### Your objective:
Switch "outline" to "contour" and write out everything in the material from its start down to the line containing "Return every instance of the **handrail**", leaving all else as it stands.

** BEGIN Supplied records **

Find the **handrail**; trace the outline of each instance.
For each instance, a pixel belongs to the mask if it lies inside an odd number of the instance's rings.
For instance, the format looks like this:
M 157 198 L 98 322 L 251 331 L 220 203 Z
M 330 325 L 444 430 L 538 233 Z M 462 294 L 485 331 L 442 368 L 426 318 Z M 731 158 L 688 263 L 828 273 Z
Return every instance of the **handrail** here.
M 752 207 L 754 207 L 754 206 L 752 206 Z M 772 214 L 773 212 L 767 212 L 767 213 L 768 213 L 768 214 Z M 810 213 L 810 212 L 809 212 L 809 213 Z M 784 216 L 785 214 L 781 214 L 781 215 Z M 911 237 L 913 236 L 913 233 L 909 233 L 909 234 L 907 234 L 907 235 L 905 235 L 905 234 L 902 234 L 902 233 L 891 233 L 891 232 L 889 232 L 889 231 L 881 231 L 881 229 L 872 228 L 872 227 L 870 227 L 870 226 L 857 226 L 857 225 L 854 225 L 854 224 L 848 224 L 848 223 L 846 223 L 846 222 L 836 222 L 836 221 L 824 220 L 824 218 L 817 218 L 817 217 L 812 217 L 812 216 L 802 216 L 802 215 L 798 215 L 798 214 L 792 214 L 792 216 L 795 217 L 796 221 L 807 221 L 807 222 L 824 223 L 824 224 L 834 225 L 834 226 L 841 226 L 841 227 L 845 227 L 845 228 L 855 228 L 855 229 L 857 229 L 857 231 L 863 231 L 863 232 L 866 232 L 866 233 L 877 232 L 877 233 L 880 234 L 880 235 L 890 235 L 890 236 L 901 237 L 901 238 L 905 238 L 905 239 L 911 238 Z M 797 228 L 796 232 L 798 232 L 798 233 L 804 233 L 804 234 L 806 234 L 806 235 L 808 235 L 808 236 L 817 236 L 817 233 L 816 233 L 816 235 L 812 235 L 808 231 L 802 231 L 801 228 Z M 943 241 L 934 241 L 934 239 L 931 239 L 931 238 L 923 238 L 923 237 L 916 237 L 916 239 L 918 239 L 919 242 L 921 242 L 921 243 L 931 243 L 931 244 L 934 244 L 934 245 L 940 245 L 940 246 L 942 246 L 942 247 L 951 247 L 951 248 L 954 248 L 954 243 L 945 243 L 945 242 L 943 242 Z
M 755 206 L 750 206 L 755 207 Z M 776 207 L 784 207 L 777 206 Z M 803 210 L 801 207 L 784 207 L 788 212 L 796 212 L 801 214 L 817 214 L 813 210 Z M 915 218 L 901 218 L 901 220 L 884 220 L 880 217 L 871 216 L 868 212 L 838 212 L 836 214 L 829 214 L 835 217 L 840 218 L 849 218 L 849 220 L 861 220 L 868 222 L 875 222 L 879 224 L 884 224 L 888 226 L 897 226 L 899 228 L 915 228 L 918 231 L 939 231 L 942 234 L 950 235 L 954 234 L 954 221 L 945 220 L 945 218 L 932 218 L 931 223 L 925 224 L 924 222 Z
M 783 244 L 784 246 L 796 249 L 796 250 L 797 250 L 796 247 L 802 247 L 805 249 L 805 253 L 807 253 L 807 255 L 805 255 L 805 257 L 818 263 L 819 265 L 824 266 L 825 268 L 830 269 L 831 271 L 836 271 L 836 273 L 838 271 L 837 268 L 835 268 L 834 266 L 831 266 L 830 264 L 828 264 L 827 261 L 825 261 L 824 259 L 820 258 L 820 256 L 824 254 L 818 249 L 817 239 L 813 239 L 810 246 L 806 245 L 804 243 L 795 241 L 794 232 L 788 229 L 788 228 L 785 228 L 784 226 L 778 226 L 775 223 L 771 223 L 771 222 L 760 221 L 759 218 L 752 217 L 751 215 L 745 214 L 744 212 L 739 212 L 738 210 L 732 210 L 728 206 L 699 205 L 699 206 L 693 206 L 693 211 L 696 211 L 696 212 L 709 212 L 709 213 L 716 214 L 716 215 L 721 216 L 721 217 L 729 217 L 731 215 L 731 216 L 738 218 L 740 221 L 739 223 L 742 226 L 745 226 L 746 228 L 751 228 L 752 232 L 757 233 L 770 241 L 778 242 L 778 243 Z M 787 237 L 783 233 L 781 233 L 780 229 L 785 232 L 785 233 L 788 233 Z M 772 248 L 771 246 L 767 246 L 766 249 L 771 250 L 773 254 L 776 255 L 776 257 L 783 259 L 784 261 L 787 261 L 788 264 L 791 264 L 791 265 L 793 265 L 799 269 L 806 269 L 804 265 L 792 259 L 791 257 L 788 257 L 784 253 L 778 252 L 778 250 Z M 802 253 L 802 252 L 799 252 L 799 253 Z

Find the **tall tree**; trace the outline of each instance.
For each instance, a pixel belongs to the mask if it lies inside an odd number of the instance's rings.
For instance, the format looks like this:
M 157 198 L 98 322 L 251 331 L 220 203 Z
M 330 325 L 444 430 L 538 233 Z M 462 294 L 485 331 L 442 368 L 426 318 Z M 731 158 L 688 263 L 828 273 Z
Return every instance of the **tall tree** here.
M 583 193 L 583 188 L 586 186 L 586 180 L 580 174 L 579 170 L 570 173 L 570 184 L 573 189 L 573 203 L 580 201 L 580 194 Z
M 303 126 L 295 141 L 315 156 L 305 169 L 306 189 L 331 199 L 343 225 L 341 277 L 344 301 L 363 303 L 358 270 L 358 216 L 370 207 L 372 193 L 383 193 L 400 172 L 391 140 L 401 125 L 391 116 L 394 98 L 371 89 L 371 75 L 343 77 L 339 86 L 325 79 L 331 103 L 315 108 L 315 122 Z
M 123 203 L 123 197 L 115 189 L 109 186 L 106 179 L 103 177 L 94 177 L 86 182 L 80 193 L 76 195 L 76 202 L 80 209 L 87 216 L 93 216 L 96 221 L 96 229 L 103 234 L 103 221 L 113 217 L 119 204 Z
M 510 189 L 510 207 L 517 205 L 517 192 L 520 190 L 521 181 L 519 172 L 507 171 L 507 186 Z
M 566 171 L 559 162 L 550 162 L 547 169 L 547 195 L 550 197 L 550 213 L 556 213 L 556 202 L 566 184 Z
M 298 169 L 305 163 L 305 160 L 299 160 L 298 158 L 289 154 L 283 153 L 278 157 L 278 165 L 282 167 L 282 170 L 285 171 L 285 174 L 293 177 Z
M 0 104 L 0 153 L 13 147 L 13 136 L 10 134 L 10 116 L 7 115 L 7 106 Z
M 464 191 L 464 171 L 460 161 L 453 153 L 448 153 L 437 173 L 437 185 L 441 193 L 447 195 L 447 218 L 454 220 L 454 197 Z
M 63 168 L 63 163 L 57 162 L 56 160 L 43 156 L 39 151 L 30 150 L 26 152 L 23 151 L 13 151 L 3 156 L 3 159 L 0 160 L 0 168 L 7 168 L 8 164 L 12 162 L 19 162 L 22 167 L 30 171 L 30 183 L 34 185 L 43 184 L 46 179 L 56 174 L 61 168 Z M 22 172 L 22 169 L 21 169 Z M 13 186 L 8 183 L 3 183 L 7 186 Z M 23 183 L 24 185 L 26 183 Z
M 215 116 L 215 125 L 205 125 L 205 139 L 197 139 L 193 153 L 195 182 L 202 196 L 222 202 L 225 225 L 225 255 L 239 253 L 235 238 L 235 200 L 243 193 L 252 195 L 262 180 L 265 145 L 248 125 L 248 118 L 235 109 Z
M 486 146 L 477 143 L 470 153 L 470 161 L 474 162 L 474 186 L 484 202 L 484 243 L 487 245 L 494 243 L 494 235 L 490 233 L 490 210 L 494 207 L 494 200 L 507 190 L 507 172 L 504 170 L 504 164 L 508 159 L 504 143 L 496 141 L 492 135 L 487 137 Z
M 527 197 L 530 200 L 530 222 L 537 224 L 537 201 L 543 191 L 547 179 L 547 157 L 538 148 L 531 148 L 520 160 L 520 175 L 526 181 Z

** END Supplied records **

### Full answer:
Find the **handrail**; trace the contour of each instance.
For each instance, a pixel belongs to the mask if it lies inside an odd number of the instance's rings.
For instance, the format looks like this:
M 157 198 L 98 322 L 251 331 L 220 203 Z
M 330 325 L 444 430 L 538 233 Z M 462 294 L 485 331 L 442 368 L 426 318 Z M 731 158 L 688 263 L 828 273 Z
Return every instance of the **handrail** here.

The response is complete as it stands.